• QUOTED PASSAGE
..............................

Steel Arch Type Building (shown below) also known as Quanset Huts are not appropriate under the Lazy YU Ranch Phase II CC&R’s, and should not be approved by the Architectural Control Committee, even if painted and maintained with a non-reflective color.







Association Policy Amendments made to Bylaws

P-1 Actions taken with regard to unsigned statements, complaints and/or allegations of wrongdoing:
1. The Lazy YU Ranch Phase II Board of Directors will not address unsigned statements, complaints and/or allegations of wrongdoing against a property owner, individual board member, past board member, current board or the Association as a whole.
2. The Lazy YU Ranch Phase II Board of Directors will make every effort to address signed complaints and/or allegations of wrongdoing against a property owner, individual board member, past board member, current board or the Association as a whole in a manner that is consistent with existing Corporate and Non-Profit statutes, our Governing Documents and legal counsel when appropriate.
P-2 Insurance Premium Payments:
All premiums for Lazy YU Ranch Phase II Property Owners Association General Liability and Lazy YU Ranch Phase II Property Owners Association Board of Directors Error & Omission policies are to be paid in full at the time of renewal.
P-3 Election Procedures:
1. Lazy YU Ranch Phase II Property owner votes will adhere to the procedures outlined in the Bylaws of Lazy YU Ranch Phase II Property Owners Association.
2. All voting will be in written form, identifying voter, parcel owned, acres owned and if in good standing with the association
e. assessments paid in full
f. no existing architectural control violations
3 Election committee – a minimum of 2 Property Owners, independent of the board, will collaborate with 2 Directors per ByLaws, and will count votes and insure compliance with Bylaws & CC&R’s.

..............................

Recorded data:
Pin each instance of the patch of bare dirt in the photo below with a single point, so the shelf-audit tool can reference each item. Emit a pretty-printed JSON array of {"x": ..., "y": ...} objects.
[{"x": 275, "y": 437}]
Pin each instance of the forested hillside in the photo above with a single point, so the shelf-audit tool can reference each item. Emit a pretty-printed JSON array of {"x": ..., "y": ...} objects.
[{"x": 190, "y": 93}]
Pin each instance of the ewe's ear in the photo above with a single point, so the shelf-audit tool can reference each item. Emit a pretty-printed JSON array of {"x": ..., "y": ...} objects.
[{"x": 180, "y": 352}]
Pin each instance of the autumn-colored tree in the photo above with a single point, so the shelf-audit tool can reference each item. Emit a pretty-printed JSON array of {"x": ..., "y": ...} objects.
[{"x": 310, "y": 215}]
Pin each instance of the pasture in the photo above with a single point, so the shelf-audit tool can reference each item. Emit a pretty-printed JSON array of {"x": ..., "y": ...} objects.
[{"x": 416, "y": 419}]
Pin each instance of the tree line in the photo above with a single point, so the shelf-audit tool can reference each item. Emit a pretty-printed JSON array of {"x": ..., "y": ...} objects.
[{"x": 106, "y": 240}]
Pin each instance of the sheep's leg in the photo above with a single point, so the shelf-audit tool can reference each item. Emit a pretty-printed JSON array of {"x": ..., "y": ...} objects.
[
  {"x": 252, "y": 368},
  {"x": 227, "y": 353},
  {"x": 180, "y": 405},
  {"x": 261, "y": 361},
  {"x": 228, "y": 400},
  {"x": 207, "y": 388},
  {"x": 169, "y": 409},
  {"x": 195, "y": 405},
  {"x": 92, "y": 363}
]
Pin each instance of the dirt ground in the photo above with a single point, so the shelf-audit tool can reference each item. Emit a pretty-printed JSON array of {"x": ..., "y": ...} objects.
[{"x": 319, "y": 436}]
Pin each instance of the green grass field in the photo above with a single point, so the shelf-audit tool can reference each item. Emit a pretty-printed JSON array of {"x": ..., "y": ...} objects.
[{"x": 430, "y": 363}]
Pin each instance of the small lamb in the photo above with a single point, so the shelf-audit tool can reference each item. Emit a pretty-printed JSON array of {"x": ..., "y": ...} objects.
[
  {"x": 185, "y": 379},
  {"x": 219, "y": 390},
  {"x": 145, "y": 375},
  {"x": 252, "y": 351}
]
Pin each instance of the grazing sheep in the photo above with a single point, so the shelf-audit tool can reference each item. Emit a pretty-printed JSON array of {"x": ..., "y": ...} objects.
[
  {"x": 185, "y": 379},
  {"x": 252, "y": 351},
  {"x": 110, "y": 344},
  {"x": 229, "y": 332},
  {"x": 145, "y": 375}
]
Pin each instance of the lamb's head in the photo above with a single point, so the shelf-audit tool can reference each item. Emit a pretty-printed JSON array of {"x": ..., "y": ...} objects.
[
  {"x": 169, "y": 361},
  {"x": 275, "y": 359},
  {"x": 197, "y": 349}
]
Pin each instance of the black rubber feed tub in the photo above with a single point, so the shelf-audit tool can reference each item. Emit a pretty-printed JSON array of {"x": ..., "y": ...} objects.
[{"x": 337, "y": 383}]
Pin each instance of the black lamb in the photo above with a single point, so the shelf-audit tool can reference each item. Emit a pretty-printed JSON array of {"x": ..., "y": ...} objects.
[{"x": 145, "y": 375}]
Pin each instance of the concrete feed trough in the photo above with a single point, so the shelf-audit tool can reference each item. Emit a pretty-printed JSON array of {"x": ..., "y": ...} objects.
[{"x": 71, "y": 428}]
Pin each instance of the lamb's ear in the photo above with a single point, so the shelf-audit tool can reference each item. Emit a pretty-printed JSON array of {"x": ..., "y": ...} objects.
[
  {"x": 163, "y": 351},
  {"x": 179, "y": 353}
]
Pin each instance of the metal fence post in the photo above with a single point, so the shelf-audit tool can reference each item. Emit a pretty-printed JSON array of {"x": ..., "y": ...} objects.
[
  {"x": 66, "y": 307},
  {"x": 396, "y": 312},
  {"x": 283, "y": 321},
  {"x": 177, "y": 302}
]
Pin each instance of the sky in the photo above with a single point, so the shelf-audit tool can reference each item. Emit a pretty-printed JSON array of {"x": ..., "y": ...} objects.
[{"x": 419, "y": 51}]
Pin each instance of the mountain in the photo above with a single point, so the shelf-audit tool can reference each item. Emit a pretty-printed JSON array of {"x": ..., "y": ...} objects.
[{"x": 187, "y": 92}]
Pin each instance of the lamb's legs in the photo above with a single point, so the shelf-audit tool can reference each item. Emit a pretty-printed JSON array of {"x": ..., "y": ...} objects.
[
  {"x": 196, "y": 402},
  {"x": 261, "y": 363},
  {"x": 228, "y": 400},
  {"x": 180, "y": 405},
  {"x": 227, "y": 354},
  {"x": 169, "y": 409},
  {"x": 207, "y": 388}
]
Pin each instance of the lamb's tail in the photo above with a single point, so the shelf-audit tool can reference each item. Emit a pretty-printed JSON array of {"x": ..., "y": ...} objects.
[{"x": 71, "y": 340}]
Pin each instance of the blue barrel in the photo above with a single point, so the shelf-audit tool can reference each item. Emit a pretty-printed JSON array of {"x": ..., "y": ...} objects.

..............................

• WHAT YOU NEED TO DO
1. When does the association policy text require the insurance premiums to be paid?
2. Reproduce the association policy text word for word, starting with "2. All voting" and going on through "Bylaws & CC&R’s.".

• ANSWER SET
1. In full at the time of renewal.

2.
2. All voting will be in written form, identifying voter, parcel owned, acres owned and if in good standing with the association
e. assessments paid in full
f. no existing architectural control violations
3 Election committee – a minimum of 2 Property Owners, independent of the board, will collaborate with 2 Directors per ByLaws, and will count votes and insure compliance with Bylaws & CC&R’s.